(What you have to do):
How many lines in the records below contain the string "roof", matching case exactly? Reply with the number alone.

(Supplied data):
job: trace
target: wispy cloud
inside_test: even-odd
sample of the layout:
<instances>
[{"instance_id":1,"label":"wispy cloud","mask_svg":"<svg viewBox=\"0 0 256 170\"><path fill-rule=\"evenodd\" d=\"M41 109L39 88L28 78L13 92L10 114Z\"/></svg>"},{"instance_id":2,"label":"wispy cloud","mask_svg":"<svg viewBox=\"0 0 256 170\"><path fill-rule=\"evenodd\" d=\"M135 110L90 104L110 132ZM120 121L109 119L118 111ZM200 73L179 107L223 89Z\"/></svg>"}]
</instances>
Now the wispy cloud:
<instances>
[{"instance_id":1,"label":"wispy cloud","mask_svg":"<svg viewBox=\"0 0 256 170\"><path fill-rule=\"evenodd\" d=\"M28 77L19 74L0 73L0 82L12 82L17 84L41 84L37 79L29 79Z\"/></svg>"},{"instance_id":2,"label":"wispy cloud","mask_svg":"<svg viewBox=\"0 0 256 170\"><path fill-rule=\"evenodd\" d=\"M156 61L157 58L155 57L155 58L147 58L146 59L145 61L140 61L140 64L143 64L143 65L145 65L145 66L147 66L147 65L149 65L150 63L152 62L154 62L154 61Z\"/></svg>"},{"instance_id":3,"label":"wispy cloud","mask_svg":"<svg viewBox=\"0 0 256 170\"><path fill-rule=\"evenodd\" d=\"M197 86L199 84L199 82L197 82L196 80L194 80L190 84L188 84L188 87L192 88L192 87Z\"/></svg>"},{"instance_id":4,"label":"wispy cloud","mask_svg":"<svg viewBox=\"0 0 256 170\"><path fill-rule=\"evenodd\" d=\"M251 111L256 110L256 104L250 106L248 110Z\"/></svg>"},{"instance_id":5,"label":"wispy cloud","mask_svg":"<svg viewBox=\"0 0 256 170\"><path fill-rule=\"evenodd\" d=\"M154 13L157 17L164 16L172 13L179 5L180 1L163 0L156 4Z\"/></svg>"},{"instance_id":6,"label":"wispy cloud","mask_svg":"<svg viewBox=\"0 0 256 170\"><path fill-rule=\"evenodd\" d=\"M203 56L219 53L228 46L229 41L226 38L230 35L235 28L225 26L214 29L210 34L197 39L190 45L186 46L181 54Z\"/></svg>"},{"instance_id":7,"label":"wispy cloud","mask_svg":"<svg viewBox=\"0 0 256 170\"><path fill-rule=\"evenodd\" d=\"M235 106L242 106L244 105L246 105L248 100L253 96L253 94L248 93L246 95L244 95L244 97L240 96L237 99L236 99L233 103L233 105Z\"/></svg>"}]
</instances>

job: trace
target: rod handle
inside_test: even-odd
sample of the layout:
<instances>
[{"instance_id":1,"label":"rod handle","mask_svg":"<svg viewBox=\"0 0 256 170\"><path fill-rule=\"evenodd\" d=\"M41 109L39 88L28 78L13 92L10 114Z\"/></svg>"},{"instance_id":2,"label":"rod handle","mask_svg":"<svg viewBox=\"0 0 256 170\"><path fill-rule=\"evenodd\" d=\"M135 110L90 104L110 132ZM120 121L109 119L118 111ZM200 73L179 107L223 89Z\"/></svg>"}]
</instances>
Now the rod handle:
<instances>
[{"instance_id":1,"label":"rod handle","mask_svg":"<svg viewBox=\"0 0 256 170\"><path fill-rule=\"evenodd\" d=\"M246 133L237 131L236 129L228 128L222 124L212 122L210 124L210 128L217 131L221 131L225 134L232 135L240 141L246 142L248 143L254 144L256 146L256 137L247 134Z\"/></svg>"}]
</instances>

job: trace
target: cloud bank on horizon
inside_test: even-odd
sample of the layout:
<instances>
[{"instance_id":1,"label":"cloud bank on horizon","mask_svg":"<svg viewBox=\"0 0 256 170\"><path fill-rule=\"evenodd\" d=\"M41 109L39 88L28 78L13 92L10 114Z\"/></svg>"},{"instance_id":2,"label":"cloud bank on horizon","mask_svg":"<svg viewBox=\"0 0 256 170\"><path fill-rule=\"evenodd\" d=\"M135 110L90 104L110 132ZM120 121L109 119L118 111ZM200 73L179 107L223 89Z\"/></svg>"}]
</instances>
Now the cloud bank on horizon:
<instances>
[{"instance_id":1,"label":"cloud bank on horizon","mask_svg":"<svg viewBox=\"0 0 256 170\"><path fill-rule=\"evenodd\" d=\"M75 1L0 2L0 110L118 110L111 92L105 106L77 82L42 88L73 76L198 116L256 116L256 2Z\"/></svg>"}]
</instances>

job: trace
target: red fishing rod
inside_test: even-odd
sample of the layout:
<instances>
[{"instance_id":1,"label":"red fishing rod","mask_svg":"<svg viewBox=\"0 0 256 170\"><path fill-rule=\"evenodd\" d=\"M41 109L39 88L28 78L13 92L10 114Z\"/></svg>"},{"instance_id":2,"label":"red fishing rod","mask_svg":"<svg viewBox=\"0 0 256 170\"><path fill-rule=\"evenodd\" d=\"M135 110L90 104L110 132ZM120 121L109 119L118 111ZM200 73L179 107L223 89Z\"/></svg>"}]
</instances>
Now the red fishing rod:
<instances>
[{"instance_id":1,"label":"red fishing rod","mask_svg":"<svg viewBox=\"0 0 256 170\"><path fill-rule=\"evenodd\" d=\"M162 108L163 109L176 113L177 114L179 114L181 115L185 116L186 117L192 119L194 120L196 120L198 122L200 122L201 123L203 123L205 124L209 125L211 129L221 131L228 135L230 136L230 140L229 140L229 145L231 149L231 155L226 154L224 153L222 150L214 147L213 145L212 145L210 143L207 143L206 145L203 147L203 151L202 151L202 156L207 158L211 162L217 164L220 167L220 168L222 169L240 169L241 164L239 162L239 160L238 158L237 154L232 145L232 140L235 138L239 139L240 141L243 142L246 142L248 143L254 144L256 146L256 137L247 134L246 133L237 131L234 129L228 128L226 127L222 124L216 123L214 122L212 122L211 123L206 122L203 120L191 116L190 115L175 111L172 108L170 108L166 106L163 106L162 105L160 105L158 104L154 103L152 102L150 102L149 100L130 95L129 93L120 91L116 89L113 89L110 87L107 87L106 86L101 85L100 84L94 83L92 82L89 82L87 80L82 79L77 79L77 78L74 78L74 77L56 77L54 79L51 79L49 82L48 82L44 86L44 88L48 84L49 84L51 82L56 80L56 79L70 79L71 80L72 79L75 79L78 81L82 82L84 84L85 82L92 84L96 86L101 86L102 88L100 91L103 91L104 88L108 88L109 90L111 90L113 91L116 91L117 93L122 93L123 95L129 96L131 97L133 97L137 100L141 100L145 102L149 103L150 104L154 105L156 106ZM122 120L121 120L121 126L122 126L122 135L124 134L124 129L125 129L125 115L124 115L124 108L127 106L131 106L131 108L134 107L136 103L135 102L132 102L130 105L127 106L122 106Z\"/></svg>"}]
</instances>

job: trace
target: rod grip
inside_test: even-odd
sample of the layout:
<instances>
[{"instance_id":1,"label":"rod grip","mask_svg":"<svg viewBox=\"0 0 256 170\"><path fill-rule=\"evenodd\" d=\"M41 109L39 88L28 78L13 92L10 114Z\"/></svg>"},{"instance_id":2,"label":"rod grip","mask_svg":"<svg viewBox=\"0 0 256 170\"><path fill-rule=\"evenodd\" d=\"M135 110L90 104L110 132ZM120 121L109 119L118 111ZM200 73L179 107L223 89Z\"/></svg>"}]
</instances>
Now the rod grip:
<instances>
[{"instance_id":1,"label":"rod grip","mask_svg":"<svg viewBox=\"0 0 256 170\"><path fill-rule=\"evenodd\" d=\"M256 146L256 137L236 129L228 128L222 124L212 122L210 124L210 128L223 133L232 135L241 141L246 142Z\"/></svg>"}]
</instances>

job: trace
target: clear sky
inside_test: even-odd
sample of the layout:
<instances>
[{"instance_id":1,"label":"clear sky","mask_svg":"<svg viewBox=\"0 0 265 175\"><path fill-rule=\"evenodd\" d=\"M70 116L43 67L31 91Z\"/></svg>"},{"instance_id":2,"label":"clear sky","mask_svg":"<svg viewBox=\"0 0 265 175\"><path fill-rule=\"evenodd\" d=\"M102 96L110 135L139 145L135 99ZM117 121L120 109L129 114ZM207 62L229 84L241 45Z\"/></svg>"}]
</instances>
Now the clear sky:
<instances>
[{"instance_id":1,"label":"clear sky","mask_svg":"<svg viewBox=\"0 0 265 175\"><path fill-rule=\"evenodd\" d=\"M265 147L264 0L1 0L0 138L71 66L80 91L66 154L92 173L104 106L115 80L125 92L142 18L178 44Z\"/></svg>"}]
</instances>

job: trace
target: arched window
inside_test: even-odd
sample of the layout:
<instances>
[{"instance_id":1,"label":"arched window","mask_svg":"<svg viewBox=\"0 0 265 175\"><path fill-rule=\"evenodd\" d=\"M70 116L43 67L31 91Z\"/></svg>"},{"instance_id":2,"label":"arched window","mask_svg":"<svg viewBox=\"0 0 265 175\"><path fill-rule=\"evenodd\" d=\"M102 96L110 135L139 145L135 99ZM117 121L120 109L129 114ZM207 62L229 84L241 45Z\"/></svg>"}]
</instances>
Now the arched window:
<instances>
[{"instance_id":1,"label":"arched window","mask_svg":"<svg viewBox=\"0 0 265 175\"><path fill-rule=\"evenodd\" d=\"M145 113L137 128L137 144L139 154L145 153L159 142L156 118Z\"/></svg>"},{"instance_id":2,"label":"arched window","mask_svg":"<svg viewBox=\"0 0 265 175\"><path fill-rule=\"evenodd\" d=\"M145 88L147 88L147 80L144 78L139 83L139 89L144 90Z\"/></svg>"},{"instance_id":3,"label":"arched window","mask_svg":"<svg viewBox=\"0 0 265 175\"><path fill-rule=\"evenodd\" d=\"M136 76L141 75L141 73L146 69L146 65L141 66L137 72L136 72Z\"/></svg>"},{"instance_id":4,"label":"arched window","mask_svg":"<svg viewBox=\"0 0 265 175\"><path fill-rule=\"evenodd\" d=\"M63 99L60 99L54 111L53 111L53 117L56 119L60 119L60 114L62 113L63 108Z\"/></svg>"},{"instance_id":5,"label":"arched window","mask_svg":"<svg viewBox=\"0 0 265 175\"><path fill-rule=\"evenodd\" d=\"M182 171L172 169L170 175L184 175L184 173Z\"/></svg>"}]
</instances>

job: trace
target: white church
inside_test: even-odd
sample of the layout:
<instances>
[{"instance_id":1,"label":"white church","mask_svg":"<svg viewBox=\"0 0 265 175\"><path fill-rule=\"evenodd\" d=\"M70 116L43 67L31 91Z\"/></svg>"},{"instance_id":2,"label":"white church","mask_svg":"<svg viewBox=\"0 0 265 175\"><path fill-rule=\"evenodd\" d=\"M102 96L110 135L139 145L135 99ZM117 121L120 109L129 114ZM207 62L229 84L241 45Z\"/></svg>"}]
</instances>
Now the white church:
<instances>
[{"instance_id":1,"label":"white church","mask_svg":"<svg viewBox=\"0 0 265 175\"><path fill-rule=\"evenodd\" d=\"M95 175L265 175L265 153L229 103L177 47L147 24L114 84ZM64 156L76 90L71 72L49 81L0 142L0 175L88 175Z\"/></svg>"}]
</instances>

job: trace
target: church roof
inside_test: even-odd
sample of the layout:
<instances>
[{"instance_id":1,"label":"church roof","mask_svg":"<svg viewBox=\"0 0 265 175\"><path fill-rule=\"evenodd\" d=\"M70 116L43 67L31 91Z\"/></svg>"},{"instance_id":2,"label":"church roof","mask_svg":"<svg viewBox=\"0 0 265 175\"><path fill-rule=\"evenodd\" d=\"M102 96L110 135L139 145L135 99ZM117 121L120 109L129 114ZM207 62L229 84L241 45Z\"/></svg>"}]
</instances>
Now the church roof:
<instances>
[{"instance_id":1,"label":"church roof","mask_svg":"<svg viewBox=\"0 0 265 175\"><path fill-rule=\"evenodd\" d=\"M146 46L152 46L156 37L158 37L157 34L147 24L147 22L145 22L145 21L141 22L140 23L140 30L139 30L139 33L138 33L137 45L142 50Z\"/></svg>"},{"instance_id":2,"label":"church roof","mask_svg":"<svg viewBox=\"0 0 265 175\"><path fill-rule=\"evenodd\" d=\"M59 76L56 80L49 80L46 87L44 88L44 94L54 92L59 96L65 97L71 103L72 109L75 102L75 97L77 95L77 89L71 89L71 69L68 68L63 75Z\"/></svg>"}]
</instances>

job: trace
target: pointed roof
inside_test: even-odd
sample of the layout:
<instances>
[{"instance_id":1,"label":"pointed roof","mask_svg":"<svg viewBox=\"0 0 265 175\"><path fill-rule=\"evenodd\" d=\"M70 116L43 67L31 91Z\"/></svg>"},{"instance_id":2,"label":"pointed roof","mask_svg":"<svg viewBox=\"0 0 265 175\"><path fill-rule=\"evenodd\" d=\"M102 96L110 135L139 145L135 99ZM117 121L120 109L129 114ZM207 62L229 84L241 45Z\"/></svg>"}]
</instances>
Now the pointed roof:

(Solution):
7